- Required task: Copy out, unchanged, the lines from the one containing "Task: annotate the white background." through the last of the lines that follow.

=== Given data ===

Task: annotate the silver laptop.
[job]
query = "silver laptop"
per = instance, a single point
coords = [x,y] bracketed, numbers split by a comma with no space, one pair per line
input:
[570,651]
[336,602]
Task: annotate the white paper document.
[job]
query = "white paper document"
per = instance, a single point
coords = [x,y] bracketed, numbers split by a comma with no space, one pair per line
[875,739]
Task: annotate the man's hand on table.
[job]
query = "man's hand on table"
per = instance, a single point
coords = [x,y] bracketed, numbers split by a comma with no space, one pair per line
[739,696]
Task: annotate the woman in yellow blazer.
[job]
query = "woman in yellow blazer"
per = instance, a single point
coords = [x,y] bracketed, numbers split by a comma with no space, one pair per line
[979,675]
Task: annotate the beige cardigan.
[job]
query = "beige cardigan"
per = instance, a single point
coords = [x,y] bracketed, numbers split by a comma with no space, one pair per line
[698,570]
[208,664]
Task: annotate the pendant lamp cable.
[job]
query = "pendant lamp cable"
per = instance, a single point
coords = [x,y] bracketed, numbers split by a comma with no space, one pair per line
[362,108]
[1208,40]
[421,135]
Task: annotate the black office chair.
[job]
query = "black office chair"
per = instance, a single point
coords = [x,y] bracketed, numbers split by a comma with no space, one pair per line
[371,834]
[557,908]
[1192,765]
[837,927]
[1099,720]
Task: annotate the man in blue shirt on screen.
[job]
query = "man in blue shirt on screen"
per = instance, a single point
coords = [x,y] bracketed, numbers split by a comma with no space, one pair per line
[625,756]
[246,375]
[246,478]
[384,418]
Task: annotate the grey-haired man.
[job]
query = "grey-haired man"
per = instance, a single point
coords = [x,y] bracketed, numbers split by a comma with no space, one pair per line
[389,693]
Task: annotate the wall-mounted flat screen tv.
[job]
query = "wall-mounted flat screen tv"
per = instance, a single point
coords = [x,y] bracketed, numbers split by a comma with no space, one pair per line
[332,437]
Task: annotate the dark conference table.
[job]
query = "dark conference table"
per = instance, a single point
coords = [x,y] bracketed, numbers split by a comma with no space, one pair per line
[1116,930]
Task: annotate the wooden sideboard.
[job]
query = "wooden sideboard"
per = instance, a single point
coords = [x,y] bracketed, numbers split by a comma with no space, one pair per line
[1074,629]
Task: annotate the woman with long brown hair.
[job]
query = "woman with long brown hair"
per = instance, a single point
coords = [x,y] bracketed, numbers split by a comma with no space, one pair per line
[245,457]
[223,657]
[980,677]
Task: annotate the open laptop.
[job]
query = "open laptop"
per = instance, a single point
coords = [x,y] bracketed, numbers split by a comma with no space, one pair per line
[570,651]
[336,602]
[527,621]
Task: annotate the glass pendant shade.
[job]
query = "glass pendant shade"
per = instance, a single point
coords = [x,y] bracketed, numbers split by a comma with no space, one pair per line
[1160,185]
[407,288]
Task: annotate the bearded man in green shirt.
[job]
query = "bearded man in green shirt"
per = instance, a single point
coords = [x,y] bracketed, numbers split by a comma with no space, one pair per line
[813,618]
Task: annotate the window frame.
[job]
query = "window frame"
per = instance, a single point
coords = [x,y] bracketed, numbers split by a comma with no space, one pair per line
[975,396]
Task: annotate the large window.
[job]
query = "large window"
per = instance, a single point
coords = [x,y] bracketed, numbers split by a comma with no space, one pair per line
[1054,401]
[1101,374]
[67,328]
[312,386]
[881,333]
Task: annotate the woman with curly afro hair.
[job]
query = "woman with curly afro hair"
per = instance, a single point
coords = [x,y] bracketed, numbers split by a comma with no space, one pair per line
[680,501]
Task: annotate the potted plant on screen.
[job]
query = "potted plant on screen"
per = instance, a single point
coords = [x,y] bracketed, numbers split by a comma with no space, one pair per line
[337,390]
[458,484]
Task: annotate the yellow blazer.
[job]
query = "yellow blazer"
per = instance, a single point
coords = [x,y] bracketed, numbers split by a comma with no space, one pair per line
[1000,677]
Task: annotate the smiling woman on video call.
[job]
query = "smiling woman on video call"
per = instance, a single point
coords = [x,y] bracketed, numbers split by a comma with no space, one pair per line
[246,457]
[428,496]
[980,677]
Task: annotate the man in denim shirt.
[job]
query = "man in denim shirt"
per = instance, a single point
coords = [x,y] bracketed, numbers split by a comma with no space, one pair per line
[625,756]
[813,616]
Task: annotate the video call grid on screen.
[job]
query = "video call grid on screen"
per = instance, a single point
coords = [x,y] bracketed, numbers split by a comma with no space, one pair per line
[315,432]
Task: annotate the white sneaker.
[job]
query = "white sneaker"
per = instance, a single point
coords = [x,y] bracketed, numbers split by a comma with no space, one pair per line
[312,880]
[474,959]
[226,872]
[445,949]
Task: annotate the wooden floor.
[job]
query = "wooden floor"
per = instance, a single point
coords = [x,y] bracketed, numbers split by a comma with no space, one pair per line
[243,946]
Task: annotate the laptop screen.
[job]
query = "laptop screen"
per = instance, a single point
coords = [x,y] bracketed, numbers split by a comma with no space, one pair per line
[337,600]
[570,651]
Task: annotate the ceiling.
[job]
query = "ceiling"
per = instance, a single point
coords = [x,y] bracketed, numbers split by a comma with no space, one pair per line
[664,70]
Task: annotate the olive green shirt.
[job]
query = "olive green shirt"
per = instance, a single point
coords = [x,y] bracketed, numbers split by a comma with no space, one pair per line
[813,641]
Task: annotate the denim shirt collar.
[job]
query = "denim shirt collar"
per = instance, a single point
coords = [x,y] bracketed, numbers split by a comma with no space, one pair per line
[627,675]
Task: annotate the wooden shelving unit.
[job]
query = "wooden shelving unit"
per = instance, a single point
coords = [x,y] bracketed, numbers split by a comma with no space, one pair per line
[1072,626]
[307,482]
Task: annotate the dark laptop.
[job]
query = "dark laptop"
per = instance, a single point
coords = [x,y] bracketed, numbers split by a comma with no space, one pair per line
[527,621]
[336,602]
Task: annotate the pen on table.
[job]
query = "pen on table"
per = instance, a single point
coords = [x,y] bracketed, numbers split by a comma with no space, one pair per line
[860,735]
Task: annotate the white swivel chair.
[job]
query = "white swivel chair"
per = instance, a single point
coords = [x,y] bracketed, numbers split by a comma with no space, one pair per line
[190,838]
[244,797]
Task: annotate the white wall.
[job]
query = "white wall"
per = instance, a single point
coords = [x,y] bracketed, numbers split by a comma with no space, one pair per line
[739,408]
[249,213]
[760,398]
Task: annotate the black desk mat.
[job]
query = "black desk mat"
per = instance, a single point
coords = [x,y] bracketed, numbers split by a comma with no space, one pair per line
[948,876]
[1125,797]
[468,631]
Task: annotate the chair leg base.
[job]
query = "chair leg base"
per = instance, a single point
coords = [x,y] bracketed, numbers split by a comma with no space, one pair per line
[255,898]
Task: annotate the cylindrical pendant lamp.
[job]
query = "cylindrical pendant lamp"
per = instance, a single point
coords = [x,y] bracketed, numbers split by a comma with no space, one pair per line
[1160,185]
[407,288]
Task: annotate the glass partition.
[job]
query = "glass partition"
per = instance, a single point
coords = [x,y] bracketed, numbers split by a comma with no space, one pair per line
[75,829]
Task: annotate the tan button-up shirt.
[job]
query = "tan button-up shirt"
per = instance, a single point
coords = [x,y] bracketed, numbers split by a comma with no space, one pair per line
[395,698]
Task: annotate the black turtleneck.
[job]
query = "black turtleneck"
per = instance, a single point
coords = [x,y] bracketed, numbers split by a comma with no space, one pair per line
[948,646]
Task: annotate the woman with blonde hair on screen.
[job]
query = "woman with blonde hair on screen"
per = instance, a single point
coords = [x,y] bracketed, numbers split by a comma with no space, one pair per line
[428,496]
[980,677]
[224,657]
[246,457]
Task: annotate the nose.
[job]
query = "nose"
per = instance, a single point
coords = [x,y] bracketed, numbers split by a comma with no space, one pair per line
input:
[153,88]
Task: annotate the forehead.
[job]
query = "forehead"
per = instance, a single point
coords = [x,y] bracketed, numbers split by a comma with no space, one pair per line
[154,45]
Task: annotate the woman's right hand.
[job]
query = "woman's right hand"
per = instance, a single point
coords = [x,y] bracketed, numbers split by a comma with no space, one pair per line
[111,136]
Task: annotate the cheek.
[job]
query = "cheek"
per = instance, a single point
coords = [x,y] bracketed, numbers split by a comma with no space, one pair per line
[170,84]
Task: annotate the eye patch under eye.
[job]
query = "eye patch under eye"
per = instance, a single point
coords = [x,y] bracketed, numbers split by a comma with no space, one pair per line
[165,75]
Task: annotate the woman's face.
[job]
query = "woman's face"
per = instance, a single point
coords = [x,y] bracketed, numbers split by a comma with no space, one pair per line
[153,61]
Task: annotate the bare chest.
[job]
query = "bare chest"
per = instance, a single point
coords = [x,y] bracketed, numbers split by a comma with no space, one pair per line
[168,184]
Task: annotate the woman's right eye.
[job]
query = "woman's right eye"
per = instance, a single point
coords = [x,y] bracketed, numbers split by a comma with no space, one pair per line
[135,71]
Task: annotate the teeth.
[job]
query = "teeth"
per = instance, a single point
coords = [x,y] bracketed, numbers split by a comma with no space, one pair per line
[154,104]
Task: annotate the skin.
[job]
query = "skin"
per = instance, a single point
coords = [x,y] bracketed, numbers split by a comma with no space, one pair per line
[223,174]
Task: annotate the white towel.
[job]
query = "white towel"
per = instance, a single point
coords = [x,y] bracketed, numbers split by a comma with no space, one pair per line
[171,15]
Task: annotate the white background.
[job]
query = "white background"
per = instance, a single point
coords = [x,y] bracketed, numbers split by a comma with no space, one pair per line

===

- Response:
Task: annotate the white background.
[job]
query = "white background"
per = instance, a single point
coords = [x,y] bracketed, numbers split by a comma with no space, one pair per line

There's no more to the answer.